** Start Data provided **

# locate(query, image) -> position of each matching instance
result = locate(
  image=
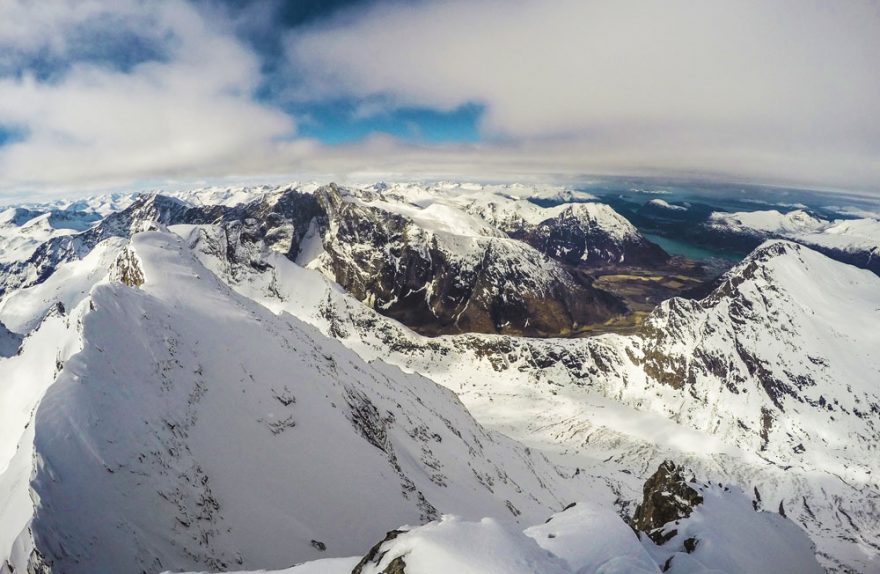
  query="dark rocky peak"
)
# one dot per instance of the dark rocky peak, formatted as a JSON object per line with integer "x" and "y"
{"x": 439, "y": 284}
{"x": 377, "y": 553}
{"x": 668, "y": 497}
{"x": 18, "y": 216}
{"x": 754, "y": 265}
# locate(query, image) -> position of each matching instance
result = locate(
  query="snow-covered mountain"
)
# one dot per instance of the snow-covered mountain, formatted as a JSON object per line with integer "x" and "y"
{"x": 220, "y": 434}
{"x": 175, "y": 362}
{"x": 564, "y": 224}
{"x": 768, "y": 383}
{"x": 854, "y": 241}
{"x": 438, "y": 269}
{"x": 719, "y": 532}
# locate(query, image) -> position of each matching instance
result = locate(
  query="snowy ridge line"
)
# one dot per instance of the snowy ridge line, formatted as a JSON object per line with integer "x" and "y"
{"x": 784, "y": 461}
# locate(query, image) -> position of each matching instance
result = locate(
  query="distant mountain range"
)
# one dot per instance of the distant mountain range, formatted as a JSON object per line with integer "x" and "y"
{"x": 236, "y": 379}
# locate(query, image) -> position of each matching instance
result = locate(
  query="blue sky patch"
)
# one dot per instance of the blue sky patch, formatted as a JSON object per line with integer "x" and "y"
{"x": 341, "y": 122}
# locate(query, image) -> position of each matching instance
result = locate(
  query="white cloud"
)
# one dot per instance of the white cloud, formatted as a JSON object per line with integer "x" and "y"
{"x": 187, "y": 113}
{"x": 781, "y": 91}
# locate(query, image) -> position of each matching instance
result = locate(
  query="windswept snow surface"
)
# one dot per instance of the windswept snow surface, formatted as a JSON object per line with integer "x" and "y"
{"x": 204, "y": 410}
{"x": 220, "y": 435}
{"x": 726, "y": 536}
{"x": 769, "y": 383}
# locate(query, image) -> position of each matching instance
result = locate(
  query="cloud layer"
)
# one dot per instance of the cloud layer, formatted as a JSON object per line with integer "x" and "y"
{"x": 772, "y": 91}
{"x": 778, "y": 90}
{"x": 189, "y": 111}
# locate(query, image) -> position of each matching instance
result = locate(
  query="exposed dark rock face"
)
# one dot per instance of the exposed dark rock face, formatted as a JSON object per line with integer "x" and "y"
{"x": 574, "y": 237}
{"x": 127, "y": 269}
{"x": 375, "y": 555}
{"x": 245, "y": 233}
{"x": 748, "y": 240}
{"x": 147, "y": 212}
{"x": 435, "y": 285}
{"x": 735, "y": 363}
{"x": 667, "y": 498}
{"x": 487, "y": 285}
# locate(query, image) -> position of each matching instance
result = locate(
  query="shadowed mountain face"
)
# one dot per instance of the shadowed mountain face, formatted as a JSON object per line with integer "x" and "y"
{"x": 437, "y": 282}
{"x": 143, "y": 347}
{"x": 407, "y": 263}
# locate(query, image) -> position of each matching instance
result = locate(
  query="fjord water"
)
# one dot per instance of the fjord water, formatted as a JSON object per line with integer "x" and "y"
{"x": 689, "y": 250}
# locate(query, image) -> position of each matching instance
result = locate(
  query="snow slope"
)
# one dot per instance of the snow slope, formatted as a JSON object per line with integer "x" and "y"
{"x": 565, "y": 224}
{"x": 855, "y": 241}
{"x": 769, "y": 383}
{"x": 731, "y": 538}
{"x": 223, "y": 435}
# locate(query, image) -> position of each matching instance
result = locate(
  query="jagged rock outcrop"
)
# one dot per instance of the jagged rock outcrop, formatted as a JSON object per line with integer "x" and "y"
{"x": 581, "y": 235}
{"x": 668, "y": 497}
{"x": 9, "y": 341}
{"x": 436, "y": 282}
{"x": 127, "y": 269}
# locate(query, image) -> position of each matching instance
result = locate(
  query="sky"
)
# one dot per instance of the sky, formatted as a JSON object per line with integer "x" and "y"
{"x": 122, "y": 94}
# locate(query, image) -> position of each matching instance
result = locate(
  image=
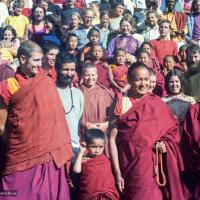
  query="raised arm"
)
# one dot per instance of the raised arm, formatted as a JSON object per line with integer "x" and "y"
{"x": 114, "y": 156}
{"x": 3, "y": 117}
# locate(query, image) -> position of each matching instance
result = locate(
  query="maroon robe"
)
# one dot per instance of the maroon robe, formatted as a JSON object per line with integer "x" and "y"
{"x": 97, "y": 181}
{"x": 191, "y": 146}
{"x": 138, "y": 131}
{"x": 6, "y": 72}
{"x": 102, "y": 74}
{"x": 37, "y": 131}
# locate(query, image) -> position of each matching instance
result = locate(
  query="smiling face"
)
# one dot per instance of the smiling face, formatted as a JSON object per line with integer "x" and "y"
{"x": 174, "y": 85}
{"x": 164, "y": 29}
{"x": 97, "y": 52}
{"x": 144, "y": 58}
{"x": 96, "y": 147}
{"x": 89, "y": 77}
{"x": 152, "y": 20}
{"x": 38, "y": 14}
{"x": 139, "y": 82}
{"x": 31, "y": 65}
{"x": 7, "y": 35}
{"x": 50, "y": 58}
{"x": 126, "y": 28}
{"x": 120, "y": 57}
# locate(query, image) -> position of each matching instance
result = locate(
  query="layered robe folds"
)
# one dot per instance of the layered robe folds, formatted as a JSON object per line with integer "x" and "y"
{"x": 191, "y": 146}
{"x": 37, "y": 131}
{"x": 97, "y": 181}
{"x": 145, "y": 123}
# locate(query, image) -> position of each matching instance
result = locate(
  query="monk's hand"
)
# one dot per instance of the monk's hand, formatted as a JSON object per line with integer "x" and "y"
{"x": 120, "y": 183}
{"x": 162, "y": 147}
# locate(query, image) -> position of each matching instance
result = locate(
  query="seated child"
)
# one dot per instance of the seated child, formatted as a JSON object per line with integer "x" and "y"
{"x": 96, "y": 178}
{"x": 152, "y": 78}
{"x": 182, "y": 64}
{"x": 117, "y": 72}
{"x": 94, "y": 38}
{"x": 98, "y": 58}
{"x": 168, "y": 64}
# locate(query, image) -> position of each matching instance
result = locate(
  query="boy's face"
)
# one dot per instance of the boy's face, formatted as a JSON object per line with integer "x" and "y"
{"x": 96, "y": 148}
{"x": 152, "y": 79}
{"x": 32, "y": 64}
{"x": 164, "y": 29}
{"x": 194, "y": 57}
{"x": 183, "y": 55}
{"x": 17, "y": 10}
{"x": 97, "y": 52}
{"x": 120, "y": 58}
{"x": 90, "y": 77}
{"x": 94, "y": 37}
{"x": 147, "y": 48}
{"x": 144, "y": 58}
{"x": 152, "y": 20}
{"x": 50, "y": 58}
{"x": 169, "y": 63}
{"x": 73, "y": 42}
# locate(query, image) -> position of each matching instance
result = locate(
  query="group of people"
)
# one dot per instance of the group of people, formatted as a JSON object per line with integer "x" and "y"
{"x": 99, "y": 100}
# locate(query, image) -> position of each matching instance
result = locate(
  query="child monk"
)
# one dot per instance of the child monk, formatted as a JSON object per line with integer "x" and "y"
{"x": 96, "y": 178}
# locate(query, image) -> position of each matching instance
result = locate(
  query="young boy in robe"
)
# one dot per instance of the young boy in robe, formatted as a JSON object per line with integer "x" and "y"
{"x": 98, "y": 58}
{"x": 168, "y": 64}
{"x": 117, "y": 72}
{"x": 152, "y": 78}
{"x": 96, "y": 178}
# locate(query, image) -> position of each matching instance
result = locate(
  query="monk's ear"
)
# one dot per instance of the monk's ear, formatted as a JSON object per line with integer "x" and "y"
{"x": 22, "y": 59}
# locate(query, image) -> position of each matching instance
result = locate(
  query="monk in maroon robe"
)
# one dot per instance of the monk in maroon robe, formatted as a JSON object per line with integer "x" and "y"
{"x": 191, "y": 146}
{"x": 144, "y": 143}
{"x": 34, "y": 130}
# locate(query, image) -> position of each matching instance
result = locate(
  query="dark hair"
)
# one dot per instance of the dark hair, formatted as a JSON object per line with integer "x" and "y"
{"x": 152, "y": 72}
{"x": 104, "y": 12}
{"x": 179, "y": 74}
{"x": 49, "y": 46}
{"x": 55, "y": 20}
{"x": 27, "y": 48}
{"x": 194, "y": 3}
{"x": 9, "y": 28}
{"x": 183, "y": 47}
{"x": 92, "y": 134}
{"x": 140, "y": 51}
{"x": 134, "y": 66}
{"x": 146, "y": 43}
{"x": 33, "y": 10}
{"x": 168, "y": 56}
{"x": 62, "y": 58}
{"x": 94, "y": 29}
{"x": 87, "y": 65}
{"x": 116, "y": 51}
{"x": 160, "y": 22}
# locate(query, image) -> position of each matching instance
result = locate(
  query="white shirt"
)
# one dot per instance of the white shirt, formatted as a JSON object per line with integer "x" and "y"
{"x": 151, "y": 33}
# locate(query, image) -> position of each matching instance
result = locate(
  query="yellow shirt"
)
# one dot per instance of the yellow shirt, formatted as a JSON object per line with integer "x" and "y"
{"x": 19, "y": 23}
{"x": 172, "y": 19}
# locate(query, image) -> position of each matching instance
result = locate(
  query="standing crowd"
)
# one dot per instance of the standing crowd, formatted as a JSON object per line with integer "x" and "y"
{"x": 99, "y": 100}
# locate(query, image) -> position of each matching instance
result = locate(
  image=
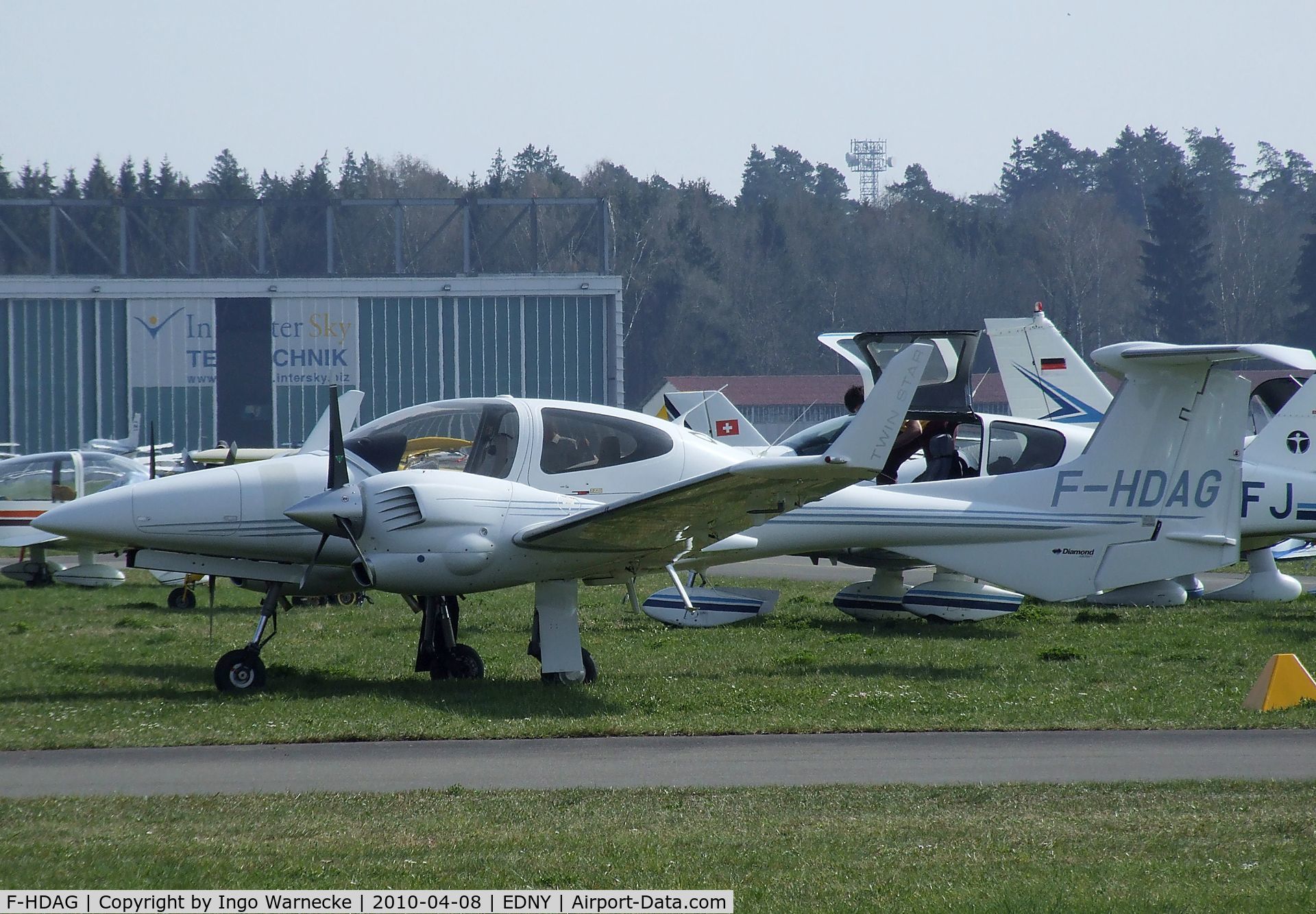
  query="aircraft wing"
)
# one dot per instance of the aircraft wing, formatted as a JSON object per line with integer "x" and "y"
{"x": 709, "y": 507}
{"x": 17, "y": 538}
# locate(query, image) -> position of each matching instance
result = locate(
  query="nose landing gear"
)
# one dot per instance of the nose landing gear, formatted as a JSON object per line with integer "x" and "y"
{"x": 439, "y": 651}
{"x": 243, "y": 671}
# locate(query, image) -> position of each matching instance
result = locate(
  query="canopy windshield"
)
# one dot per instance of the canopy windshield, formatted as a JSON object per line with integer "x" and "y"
{"x": 472, "y": 436}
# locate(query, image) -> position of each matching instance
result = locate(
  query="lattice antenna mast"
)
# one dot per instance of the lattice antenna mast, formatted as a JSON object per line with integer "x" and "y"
{"x": 869, "y": 158}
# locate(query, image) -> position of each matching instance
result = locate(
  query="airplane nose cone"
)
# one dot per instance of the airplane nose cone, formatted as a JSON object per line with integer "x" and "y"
{"x": 101, "y": 518}
{"x": 321, "y": 512}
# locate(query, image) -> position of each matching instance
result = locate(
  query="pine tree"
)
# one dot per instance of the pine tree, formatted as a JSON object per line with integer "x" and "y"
{"x": 1303, "y": 327}
{"x": 1174, "y": 263}
{"x": 227, "y": 180}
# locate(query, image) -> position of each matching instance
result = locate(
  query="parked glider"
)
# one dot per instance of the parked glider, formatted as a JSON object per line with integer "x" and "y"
{"x": 33, "y": 485}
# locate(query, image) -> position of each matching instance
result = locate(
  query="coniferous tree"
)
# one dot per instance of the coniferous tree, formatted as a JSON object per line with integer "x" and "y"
{"x": 1303, "y": 326}
{"x": 1175, "y": 263}
{"x": 1213, "y": 167}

** End Data provided **

Extract each line of the data above that contains the string "tree".

| Reply |
  query="pine tree"
# one dot per instance of the pine tree, formatted as a JSON object per line with integer "x" and "y"
  query="coniferous tree"
# one dot per instance of the coniferous tree, formatted as a JSON object per line with integer "x" and "y"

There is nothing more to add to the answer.